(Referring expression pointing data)
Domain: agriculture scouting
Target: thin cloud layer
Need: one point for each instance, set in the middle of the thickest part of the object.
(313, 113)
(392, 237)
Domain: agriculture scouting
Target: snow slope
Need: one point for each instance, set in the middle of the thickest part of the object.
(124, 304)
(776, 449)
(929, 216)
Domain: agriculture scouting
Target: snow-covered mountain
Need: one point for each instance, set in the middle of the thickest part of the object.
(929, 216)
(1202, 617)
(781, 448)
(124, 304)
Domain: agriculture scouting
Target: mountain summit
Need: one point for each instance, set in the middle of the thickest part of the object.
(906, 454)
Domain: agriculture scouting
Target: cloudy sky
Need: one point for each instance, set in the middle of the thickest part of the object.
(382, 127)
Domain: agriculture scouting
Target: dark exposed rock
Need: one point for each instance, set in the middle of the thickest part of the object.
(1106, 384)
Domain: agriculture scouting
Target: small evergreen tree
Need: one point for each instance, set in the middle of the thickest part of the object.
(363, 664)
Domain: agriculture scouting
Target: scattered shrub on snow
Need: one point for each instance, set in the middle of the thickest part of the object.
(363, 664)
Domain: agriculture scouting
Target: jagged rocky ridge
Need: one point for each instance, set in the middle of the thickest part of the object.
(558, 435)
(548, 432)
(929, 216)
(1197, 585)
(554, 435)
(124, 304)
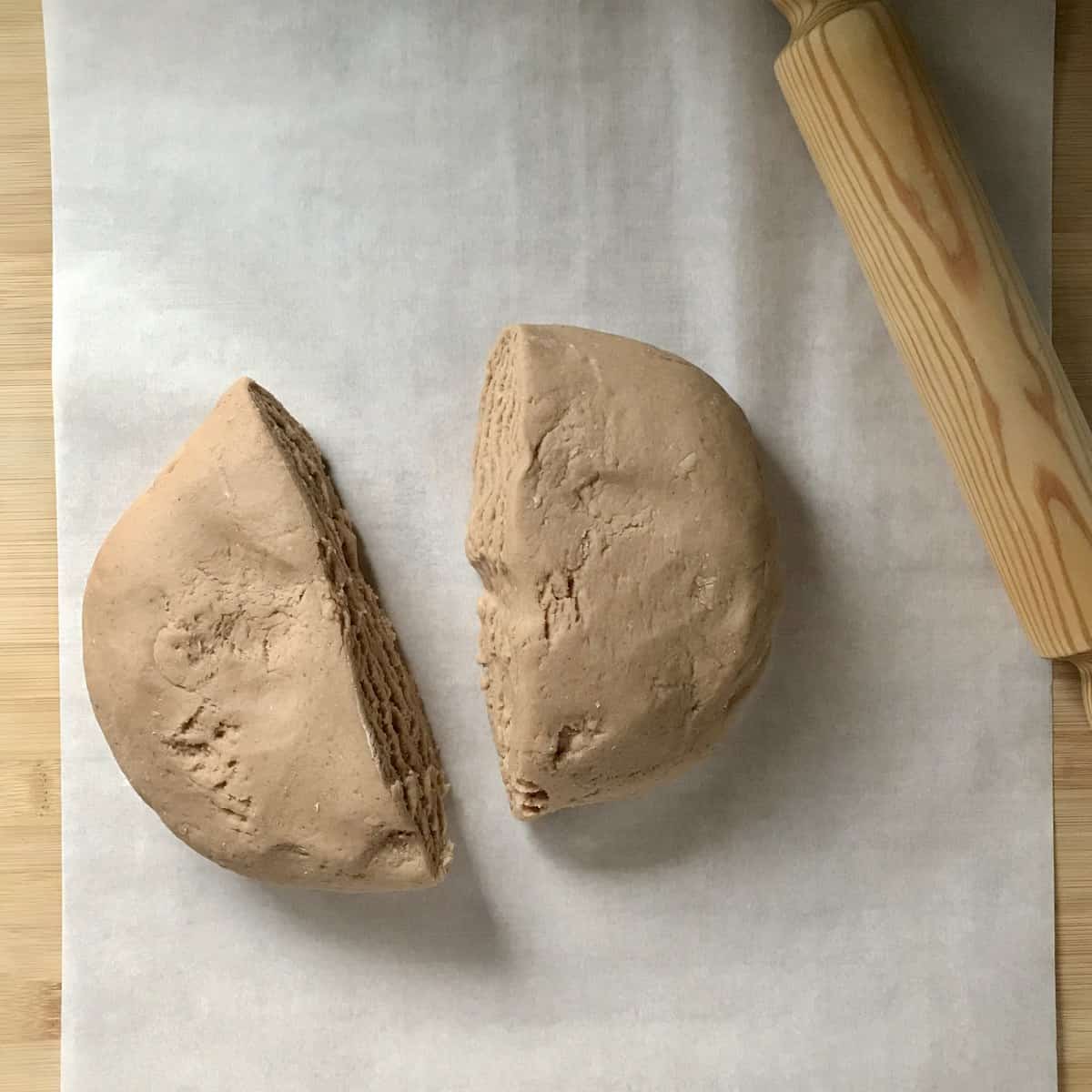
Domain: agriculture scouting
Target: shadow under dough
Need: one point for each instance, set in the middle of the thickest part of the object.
(784, 737)
(449, 924)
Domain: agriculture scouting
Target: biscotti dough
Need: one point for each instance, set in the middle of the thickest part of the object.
(622, 536)
(245, 675)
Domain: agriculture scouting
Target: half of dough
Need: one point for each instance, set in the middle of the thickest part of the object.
(622, 535)
(245, 675)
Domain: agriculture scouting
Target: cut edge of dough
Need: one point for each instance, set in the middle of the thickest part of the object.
(398, 730)
(495, 451)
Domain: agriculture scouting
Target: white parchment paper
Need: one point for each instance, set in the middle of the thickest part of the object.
(348, 201)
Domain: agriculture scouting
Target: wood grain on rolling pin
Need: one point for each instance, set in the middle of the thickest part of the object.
(955, 303)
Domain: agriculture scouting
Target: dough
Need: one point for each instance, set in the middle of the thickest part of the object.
(622, 532)
(246, 677)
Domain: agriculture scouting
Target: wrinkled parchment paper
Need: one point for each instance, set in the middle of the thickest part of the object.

-- EXERCISE PROMPT --
In the data above, which lines include "mountain"? Return those lines.

-- WRITTEN ANSWER --
Target: snow-covered mountain
Target: mountain summit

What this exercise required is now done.